Given instruction: Copy out each of the items below word for word, without the pictures.

Input for this task:
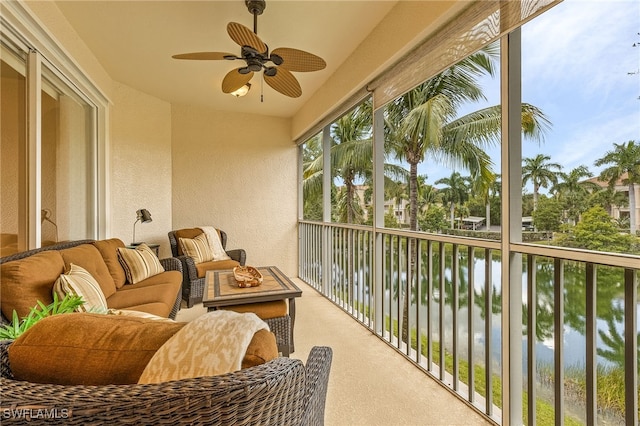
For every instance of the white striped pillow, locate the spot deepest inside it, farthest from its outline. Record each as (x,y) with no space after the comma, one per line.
(139,263)
(197,248)
(79,282)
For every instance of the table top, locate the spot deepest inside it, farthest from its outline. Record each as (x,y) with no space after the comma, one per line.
(222,289)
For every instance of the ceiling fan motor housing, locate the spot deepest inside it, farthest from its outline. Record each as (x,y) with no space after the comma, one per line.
(256,7)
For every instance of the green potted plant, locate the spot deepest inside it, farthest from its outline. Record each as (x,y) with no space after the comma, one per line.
(17,326)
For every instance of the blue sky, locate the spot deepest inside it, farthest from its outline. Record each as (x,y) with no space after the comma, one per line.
(576,60)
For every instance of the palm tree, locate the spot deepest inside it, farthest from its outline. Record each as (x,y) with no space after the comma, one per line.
(455,193)
(574,189)
(424,122)
(351,161)
(541,173)
(624,166)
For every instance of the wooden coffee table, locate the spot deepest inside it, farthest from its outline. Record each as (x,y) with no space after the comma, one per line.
(222,290)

Expected answer:
For every instance of the white striped pillow, locate the spot deepest inside it, farthest from its outline. Record each as (x,y) with no space after the comma, one per line.
(139,263)
(197,248)
(79,282)
For every instance of the table top, locate the spot deepest inside it, farthest from its outline. Record each as (x,y) with no space after the comma, one per line.
(222,289)
For every instance of the ceiling fan motor housing, locate the spot deepest inside it, farthest from its outline. Record each as (x,y) with no space after the comma, one per line.
(256,7)
For every instance of the green potted plant, locate the spot deepest inside it, farthest from its outline. Record each as (x,y) with no space after the comma, one per line.
(17,326)
For every instance of the blue sky, locate the spot deepest inside it, farthest from its outline. Record each as (x,y) with no space after the comma, one per line.
(576,60)
For every instance of the palm tree, locate the spot deepest inside it, farthest from its outline. Record each as (x,y) with no space after the comma, one per line.
(455,193)
(574,189)
(424,122)
(351,161)
(541,173)
(624,166)
For every instance of the wooden coffee table, locate the spot deepest inside it, farthest from its outline. Record each as (x,y) with no space after the comma, one per line.
(222,290)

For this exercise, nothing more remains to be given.